**Exercise instructions:** Character for character, give back every line below.

**Source material:**
----

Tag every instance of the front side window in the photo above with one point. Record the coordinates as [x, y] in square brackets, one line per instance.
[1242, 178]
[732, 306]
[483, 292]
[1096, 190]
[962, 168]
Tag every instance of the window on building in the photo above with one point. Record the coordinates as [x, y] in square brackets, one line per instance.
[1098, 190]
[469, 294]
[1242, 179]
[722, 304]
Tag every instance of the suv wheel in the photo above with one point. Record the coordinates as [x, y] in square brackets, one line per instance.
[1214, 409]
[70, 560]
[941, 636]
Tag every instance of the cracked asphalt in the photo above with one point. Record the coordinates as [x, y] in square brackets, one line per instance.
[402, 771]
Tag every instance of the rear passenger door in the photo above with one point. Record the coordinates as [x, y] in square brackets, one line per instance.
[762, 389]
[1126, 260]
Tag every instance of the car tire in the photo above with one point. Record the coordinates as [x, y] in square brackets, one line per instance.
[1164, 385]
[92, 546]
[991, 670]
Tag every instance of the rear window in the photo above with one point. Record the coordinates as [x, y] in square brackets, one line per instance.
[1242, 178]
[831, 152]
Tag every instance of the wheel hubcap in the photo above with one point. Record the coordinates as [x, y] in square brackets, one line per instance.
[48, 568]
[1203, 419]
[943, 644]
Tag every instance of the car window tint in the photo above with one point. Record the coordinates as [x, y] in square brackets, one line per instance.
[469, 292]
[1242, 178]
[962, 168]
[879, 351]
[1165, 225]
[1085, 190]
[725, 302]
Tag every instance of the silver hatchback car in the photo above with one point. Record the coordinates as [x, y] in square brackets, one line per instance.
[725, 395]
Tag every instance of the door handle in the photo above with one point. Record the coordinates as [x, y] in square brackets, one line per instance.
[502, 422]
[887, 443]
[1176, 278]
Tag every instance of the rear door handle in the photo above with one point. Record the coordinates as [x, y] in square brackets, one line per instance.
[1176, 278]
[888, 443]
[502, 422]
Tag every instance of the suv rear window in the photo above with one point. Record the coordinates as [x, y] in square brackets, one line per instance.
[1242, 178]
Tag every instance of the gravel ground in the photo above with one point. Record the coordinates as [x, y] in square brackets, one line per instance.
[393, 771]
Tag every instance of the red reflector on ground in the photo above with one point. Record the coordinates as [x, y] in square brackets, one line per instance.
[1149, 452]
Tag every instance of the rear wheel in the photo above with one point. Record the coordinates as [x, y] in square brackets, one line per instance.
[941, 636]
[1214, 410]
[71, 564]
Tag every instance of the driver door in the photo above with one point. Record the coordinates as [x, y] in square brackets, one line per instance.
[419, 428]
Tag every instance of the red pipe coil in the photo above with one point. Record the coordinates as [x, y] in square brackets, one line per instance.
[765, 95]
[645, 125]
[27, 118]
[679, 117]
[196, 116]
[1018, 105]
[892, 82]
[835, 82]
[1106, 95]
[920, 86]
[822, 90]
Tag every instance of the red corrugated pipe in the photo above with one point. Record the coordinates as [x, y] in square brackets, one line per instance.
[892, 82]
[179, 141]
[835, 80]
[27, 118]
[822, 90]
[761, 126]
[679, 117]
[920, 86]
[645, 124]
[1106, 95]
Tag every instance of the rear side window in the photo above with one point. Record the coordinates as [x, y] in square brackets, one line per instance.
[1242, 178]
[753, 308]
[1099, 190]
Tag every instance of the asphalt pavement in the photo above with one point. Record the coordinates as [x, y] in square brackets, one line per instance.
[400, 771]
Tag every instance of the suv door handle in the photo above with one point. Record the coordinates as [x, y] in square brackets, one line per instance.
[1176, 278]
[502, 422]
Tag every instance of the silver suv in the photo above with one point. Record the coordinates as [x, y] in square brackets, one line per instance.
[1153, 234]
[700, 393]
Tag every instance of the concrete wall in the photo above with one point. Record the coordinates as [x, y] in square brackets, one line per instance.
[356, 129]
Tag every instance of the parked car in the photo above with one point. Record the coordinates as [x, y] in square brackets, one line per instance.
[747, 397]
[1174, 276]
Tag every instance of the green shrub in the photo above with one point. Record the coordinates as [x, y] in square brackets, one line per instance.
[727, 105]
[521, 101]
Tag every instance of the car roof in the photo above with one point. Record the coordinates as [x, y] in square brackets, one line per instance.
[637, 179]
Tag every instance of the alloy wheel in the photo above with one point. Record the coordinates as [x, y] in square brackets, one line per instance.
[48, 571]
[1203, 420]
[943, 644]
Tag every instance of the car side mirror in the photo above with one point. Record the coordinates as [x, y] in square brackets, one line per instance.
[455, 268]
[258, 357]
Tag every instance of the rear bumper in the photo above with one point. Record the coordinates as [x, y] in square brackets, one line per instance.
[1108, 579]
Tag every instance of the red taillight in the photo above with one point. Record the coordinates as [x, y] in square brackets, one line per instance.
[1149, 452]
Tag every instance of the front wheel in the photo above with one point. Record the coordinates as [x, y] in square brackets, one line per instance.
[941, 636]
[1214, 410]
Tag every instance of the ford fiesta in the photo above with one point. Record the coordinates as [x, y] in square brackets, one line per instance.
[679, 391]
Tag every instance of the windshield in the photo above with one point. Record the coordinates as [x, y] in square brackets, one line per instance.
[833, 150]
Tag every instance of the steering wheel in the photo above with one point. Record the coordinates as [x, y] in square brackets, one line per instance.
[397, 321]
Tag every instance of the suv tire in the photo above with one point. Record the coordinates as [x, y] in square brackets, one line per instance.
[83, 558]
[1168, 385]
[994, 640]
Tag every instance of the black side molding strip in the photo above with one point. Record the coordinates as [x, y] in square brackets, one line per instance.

----

**Completed exercise:**
Tag every instance of the front side window in the photo above with one point. Record the coordinates as [x, y] in square brackets, one line per instance.
[1242, 178]
[732, 306]
[483, 292]
[1096, 190]
[962, 168]
Tag every instance of the window on building in the photo above with one point. Record the coordinates as [x, y] in square brackets, one line per instance.
[1098, 190]
[469, 294]
[1242, 179]
[722, 304]
Tag every instance of the suv wheel in the photo above with one point. Record the coordinates as [x, y] in square brackets, one line per instance.
[1214, 409]
[70, 560]
[941, 636]
Tag every instance of the cracked asphalt in the photo above with one point. Record the coordinates as [x, y] in square brackets, one line per instance.
[402, 771]
Tag every instance of the rear passenger door in the photo above with one point. Record the coordinates as [x, y] in square brackets, one line per instance.
[762, 389]
[1126, 260]
Tag every instance of the car tire in the photo above with one point. Record the coordinates as [x, y] in square brackets, one line per instance.
[1164, 385]
[92, 546]
[991, 670]
Tag every instance of the rear window in the photo above with one point. Record the coordinates as [x, y] in square brackets, one line per instance.
[1242, 178]
[831, 152]
Tag every instance of the wheel hubcap in the photo above with one point. Record the coordinates as [x, y] in square brackets, one line per instance.
[48, 568]
[1203, 419]
[943, 644]
Tag every instance of the car window tint in the photo above with one point. Record the coordinates as [x, y] in square brackets, one line per instance.
[469, 292]
[1242, 178]
[962, 168]
[879, 351]
[1165, 225]
[1085, 190]
[725, 302]
Tag every instance of the silver hatchback car in the photo above with one point. Record the coordinates as [x, y] in square brackets, one line per instance.
[725, 395]
Tag every instance of the door handle in the photo above with one point. Record the coordinates as [x, y] in square brackets, one line per instance.
[502, 422]
[887, 443]
[1176, 278]
Tag every instance of the rear door handle in the photo above with one point. Record the coordinates as [x, y] in square brackets, one line per instance.
[1176, 278]
[888, 443]
[502, 422]
Tag every instance of the suv rear window in the photo above with one point. Record the coordinates as [x, y] in square brackets, one line per instance.
[1242, 178]
Tag every instance of the gravel ground in the photo above with one point. Record the coordinates as [x, y] in square brackets, one line per instance.
[393, 771]
Tag every instance of the red reflector on ground in the photo above with one point. Record the coordinates as [x, y] in square brackets, one line per instance.
[1149, 452]
Tag every instance of the rear wheel in the photo above with one point. Record the coordinates as [x, y] in square brackets, one line per instance.
[941, 636]
[1214, 410]
[71, 564]
Tag every instance of the driver door in the photo above with one point. Record the coordinates as [x, y] in square brackets, one line per instance.
[419, 428]
Tag every instance of the red pipe coil in the photo above with one point. Record the coordinates as [x, y] in square brackets, one line per instance.
[765, 95]
[645, 125]
[27, 118]
[679, 117]
[196, 116]
[1018, 105]
[892, 82]
[835, 82]
[1106, 95]
[920, 86]
[822, 90]
Tag every instance of the red corrugated pipe in the photo above with one point. Record the coordinates as [x, y] in square brackets, one line per instance.
[892, 82]
[179, 141]
[835, 80]
[27, 118]
[822, 90]
[761, 126]
[679, 117]
[920, 86]
[645, 124]
[1106, 95]
Tag every instance of the rear side window in the photo above with one point. Record the coordinates as [x, y] in square brackets, one line per instance.
[1242, 178]
[753, 308]
[1099, 190]
Tag every instance of the asphalt pavement in the photo above with one point. Record the coordinates as [x, y] in square brackets, one line per instance.
[400, 771]
Tag every instance of the suv door handle in the photo above with one point. Record the coordinates as [x, y] in square brackets, one line per instance.
[1176, 278]
[502, 422]
Tag every instance of the silver suv in the photo above with one point. Record the coordinates as [x, y] in square brackets, one line per instance.
[1153, 234]
[700, 393]
Tag every instance of the concrete wall in the photo above with one point. Record the coordinates as [x, y] in square brackets, one line per instance.
[356, 129]
Tag every instance of the parked car in the photo above with one point. Record the coordinates as [x, y] in square brackets, one line per instance.
[747, 397]
[1174, 276]
Tag every instance of the green shrub in the photo above with one point. Record the coordinates as [x, y] in square brackets, one line per instance.
[727, 105]
[521, 101]
Tag every instance of the car roof in the photo above with one point. Record the coordinates as [x, y] in square brackets, one line per instance.
[637, 179]
Tag every instance of the alloy wheel in the photo above with one point. Record the coordinates as [x, y] in square brackets, one line per instance.
[48, 571]
[1203, 420]
[943, 644]
Tag every instance of the car side mirror in the photo above with one point. Record the coordinates as [x, y] in square brackets, one line per instance.
[455, 268]
[258, 357]
Tag every instance of the rear bumper in the photo above with one point. Record the coordinates as [x, y] in square brackets, one line per instance.
[1108, 579]
Tag every instance of the red taillight in the photo above with one point. Record the coordinates as [x, y] in square brackets, one line per instance.
[1149, 452]
Tag every instance of the front wheel in the photo above with one point. Record the coordinates as [x, y] in square brackets, one line per instance.
[941, 636]
[1214, 410]
Tag every instance of the ford fiesta in the photo above with one point. Record the coordinates as [x, y] in square brackets, one line per instance.
[679, 391]
Tag every instance of the windshield in the photo above with one point. Record the coordinates as [x, y] in square brackets, one line per instance.
[833, 150]
Tag every instance of the steering wheel in the photo above with one point. Record the coordinates as [x, y] in square brackets, one line per instance.
[397, 321]
Tag every instance of the suv tire in the photo above with one point. Record the coordinates as [x, y] in square brackets, one line per instance.
[83, 558]
[1168, 385]
[994, 640]
Tag every instance of the black side molding strip in the photo above with one point. Record the coordinates as [x, y] in square brackets, one line per instance.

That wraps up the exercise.